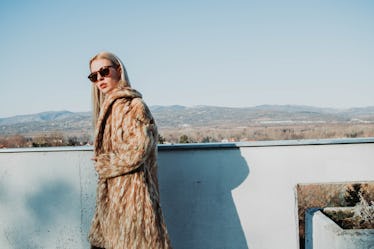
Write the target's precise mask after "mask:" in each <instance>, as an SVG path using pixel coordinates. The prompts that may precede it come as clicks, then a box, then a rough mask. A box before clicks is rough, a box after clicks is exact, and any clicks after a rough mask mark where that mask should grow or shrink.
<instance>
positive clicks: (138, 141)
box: [88, 52, 171, 249]
mask: <svg viewBox="0 0 374 249" xmlns="http://www.w3.org/2000/svg"><path fill="white" fill-rule="evenodd" d="M89 67H90V71H91V74H90V75H89V76H88V78H89V79H90V80H91V82H92V83H93V85H92V87H93V105H94V106H93V110H94V115H93V116H94V123H95V141H94V158H93V160H94V161H95V169H96V171H97V174H98V178H99V179H98V187H97V196H96V210H95V215H94V217H93V220H92V225H91V230H90V233H89V241H90V243H91V248H105V249H130V248H131V249H169V248H171V245H170V240H169V236H168V233H167V229H166V226H165V222H164V219H163V215H162V212H161V207H160V198H159V190H158V180H157V161H156V160H157V139H158V133H157V127H156V124H155V121H154V119H153V117H152V115H151V113H150V111H149V109H148V107H147V106H146V104H145V103H144V102H143V100H142V96H141V94H140V93H139V92H137V91H136V90H134V89H132V88H131V86H130V82H129V79H128V76H127V73H126V70H125V67H124V65H123V63H122V62H121V60H120V59H119V58H118V57H116V56H115V55H114V54H111V53H108V52H102V53H99V54H97V55H96V56H94V57H93V58H92V59H91V60H90V63H89Z"/></svg>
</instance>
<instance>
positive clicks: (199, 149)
mask: <svg viewBox="0 0 374 249" xmlns="http://www.w3.org/2000/svg"><path fill="white" fill-rule="evenodd" d="M363 143H374V137H368V138H340V139H300V140H272V141H254V142H235V143H190V144H159V145H158V149H159V150H160V151H164V150H166V151H167V150H206V149H208V150H209V149H233V148H243V147H274V146H298V145H301V146H305V145H334V144H363ZM92 150H93V147H92V146H64V147H36V148H9V149H0V153H17V152H22V153H24V152H50V151H51V152H53V151H92Z"/></svg>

# Exercise instructions
The task calls for duplicating the data exactly, with no images kept.

# Solution
Write the target's precise mask after "mask:" in each <instance>, as an SVG path using pixel coordinates. The prompts that may precede it come as clicks, then a box, then a rough mask. A box before clicks is rough, a box after clicks is exact, and any clicks after a rough mask mark where that mask should grow or shrink.
<instance>
positive clicks: (138, 141)
box: [88, 52, 171, 249]
mask: <svg viewBox="0 0 374 249" xmlns="http://www.w3.org/2000/svg"><path fill="white" fill-rule="evenodd" d="M89 67H90V71H91V74H90V75H89V76H88V78H89V79H90V80H91V82H92V83H93V85H92V87H93V105H94V106H93V110H94V115H93V116H94V123H95V141H94V158H93V160H94V161H95V169H96V171H97V174H98V178H99V179H98V187H97V196H96V210H95V215H94V217H93V220H92V225H91V230H90V233H89V241H90V243H91V248H105V249H130V248H131V249H169V248H171V245H170V240H169V236H168V233H167V229H166V226H165V222H164V219H163V215H162V212H161V207H160V198H159V190H158V180H157V161H156V160H157V139H158V133H157V127H156V124H155V121H154V119H153V117H152V115H151V113H150V111H149V109H148V107H147V106H146V104H145V103H144V102H143V100H142V96H141V94H140V93H139V92H137V91H136V90H134V89H132V88H131V86H130V82H129V79H128V76H127V73H126V70H125V67H124V65H123V63H122V62H121V60H120V59H119V58H118V57H116V56H115V55H114V54H111V53H108V52H102V53H99V54H97V55H96V56H94V57H93V58H92V59H91V60H90V63H89Z"/></svg>
</instance>
<instance>
positive clicks: (199, 149)
mask: <svg viewBox="0 0 374 249" xmlns="http://www.w3.org/2000/svg"><path fill="white" fill-rule="evenodd" d="M363 143H374V137H368V138H340V139H300V140H272V141H254V142H235V143H190V144H159V145H158V149H159V150H160V151H164V150H166V151H167V150H206V149H208V150H209V149H233V148H243V147H274V146H298V145H301V146H305V145H334V144H363ZM92 150H93V147H92V146H64V147H36V148H9V149H0V153H17V152H22V153H24V152H50V151H51V152H53V151H92Z"/></svg>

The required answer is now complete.